> [Challenges]:
1) In the essay on love, in which city was the writer walking through a busy intersection when they began to notice every person around them?
2) Return, word for word, the part of the essay on love starting with "Many wise teachers" and going on through "of our humanity.".

> [Reading text]:

(begin)

Many wise teachers of the world speak of love as one of the foundational principles of our reality. They talk about the idea of self-discovery as not to perfect oneself, but to perfect one’s love. It’s not difficult to see the power of love when it empowers mothers to lift cars off their children or it softens anger and ends conflicts. When we see and feel it, we know that it is the basis of our humanity.

Somehow, we’ve been conditioned to fear love and its potential implications of pain and rejection. Growing up, I learned to reserve my love for a select few, as if the source of that love is limited. But, is that really true? Under what kind of circumstances is that true? At some point, I realized the love I felt was only limited when it’s not coming from a universal source. It’s limited when it’s coming from an egoic place, weighted down by heavy expectations and fear. Most importantly, it’s limited if I’m cut off from giving unconditional love to myself.

One of the first times I vividly experienced unconditional loving kindness was a few years ago. In the fall of 2019, circumstances called for me to seriously bring awareness and allowance to my emotions for 7 days. During this time, I experienced intense pain, suffering, anger, and shame, yet also gradually, a new feeling of vast tenderness. One day shortly after my experiment, I was walking through a busy intersection in downtown Toronto, something I’ve done thousands of times in the past. All of a sudden, instead of seeing a sea of faceless strangers, I started to notice every single person around me. I started paying attention to their faces, gestures, and essences. Instead of mere strangers and placeholders for real humans like what large cities usually create, I started to see them as individuals. I felt these human beings with their stories, pain, joy, struggles, successes, and the interconnected web of togetherness we are all a part of. With this recognition, I felt a great sense of love, unlike any other I’ve felt in the past. It was a feeling beyond the limitations of any expectations or fear.

Though as suddenly as the feeling arose, it also quickly dissipated. However, as brief it lasted that first time, it was a peek through the curtain for me to understand one of the foundational realities of existence - the togetherness of everything and everyone. Which is something I’m fortunate enough to experience many times over in the years to follow.

(end)

> [Material]:
(begin)

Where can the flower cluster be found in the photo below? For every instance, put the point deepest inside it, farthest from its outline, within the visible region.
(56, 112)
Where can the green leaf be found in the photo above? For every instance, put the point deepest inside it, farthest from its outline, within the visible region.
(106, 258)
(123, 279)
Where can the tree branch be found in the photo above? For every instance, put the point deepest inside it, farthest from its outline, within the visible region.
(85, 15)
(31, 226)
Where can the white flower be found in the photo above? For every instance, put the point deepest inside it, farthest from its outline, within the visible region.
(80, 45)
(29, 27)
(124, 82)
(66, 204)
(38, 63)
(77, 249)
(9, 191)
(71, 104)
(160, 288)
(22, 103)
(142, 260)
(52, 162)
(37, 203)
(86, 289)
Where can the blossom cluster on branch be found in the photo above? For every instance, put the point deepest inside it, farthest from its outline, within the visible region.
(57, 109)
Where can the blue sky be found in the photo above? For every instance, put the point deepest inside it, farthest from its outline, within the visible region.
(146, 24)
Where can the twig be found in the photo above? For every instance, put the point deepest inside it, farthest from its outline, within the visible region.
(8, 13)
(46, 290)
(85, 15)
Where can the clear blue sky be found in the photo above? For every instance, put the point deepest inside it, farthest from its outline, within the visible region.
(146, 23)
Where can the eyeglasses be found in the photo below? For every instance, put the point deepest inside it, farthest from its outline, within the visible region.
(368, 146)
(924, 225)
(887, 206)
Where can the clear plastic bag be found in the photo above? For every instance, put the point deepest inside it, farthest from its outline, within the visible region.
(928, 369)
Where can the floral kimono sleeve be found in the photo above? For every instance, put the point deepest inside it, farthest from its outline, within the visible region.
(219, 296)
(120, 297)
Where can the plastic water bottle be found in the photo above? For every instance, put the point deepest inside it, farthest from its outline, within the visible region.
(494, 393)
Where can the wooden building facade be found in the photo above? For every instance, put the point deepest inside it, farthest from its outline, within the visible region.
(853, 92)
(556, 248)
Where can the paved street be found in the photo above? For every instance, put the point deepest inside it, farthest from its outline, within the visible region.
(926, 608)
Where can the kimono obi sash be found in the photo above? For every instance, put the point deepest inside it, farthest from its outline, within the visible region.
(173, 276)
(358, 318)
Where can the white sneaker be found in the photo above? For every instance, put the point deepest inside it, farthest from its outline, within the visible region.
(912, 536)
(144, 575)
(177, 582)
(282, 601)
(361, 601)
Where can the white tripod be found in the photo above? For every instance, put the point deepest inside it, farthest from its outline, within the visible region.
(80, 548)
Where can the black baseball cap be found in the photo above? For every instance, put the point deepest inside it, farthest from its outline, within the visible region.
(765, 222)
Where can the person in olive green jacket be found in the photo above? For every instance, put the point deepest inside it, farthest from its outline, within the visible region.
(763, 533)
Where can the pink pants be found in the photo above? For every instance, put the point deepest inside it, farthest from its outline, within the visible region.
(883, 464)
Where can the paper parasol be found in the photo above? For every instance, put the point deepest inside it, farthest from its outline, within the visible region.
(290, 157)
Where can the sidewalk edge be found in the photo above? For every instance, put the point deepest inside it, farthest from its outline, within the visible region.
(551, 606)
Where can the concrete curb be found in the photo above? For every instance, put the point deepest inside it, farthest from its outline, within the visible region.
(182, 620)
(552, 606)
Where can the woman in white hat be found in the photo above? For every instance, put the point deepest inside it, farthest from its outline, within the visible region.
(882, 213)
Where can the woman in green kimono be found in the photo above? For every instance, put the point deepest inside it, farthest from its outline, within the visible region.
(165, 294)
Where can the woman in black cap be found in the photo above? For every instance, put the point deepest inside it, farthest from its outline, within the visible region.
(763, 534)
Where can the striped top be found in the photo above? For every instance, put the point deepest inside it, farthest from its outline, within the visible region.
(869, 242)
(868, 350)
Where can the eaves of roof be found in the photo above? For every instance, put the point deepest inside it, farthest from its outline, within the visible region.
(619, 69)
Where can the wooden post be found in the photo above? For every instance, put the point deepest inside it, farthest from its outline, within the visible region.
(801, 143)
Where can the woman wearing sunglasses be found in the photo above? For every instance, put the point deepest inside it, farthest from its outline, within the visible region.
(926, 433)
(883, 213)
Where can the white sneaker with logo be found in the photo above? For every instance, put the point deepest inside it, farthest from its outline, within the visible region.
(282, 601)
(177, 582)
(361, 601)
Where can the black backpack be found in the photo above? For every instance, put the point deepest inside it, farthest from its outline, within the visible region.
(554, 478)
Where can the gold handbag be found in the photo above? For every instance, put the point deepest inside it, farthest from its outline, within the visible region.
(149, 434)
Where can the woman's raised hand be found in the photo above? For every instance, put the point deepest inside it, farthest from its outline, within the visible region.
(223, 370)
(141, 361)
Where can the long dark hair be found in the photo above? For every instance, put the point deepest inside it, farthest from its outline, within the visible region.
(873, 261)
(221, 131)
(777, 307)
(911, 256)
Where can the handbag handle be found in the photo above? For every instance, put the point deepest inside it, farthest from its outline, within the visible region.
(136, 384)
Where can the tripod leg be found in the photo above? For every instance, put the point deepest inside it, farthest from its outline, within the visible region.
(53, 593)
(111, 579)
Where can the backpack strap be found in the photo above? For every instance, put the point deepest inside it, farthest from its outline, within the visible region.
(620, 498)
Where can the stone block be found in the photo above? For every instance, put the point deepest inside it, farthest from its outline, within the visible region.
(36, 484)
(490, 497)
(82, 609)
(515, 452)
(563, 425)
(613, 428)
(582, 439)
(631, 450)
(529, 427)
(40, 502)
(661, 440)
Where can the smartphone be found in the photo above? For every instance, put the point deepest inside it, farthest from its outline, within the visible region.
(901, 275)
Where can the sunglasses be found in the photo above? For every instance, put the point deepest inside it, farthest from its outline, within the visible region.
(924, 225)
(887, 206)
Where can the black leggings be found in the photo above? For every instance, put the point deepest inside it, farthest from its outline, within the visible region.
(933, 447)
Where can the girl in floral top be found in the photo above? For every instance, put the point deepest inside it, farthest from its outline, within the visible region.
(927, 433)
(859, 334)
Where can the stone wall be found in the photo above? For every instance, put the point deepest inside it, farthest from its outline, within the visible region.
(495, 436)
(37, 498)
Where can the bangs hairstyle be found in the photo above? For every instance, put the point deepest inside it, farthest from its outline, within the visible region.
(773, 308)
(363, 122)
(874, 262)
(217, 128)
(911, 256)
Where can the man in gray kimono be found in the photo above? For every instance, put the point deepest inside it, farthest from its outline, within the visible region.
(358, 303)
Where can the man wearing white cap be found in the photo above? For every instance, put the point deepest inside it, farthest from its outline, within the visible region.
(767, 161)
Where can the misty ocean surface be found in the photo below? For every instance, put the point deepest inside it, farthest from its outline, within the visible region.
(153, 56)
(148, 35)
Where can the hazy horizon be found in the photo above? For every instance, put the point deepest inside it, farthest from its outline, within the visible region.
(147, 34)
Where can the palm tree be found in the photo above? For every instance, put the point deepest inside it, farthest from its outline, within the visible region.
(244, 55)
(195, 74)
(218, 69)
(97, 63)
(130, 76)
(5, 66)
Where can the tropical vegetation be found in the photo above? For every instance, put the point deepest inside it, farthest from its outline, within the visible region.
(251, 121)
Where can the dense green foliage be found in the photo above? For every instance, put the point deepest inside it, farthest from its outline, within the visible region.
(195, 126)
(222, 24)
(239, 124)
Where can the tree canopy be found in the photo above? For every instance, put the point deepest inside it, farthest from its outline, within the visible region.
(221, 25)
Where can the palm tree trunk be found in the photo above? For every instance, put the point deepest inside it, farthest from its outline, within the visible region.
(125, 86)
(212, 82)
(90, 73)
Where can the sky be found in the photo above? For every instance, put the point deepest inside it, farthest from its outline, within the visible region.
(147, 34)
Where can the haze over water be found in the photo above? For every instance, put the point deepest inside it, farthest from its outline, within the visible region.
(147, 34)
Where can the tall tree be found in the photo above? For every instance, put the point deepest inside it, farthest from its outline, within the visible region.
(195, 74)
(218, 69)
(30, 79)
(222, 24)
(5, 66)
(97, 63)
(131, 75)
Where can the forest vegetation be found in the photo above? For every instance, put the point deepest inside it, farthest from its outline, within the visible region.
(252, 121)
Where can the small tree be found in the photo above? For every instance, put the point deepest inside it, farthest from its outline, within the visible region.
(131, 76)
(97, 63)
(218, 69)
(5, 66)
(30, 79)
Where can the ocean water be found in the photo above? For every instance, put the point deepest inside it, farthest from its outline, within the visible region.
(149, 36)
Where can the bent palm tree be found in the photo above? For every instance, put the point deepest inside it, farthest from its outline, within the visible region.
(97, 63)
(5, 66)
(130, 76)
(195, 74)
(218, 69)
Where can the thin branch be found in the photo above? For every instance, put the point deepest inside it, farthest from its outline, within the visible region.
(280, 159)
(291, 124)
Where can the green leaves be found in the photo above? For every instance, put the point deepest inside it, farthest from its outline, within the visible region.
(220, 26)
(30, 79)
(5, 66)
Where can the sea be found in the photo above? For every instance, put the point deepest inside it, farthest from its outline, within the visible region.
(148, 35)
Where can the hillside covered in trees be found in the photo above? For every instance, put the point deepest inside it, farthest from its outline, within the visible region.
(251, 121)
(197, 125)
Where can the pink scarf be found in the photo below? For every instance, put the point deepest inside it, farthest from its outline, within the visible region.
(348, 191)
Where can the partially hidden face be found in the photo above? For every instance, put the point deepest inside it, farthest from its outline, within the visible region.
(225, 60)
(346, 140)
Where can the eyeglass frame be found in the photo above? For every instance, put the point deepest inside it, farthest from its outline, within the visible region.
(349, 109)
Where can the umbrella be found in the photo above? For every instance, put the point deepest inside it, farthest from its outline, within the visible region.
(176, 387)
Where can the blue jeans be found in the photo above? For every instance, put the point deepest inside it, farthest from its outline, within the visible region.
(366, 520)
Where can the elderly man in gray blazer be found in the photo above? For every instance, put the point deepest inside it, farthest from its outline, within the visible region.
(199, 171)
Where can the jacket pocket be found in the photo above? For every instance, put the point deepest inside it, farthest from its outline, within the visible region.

(end)

> [Complete answers]:
1) Downtown Toronto.

2)
Many wise teachers of the world speak of love as one of the foundational principles of our reality. They talk about the idea of self-discovery as not to perfect oneself, but to perfect one’s love. It’s not difficult to see the power of love when it empowers mothers to lift cars off their children or it softens anger and ends conflicts. When we see and feel it, we know that it is the basis of our humanity.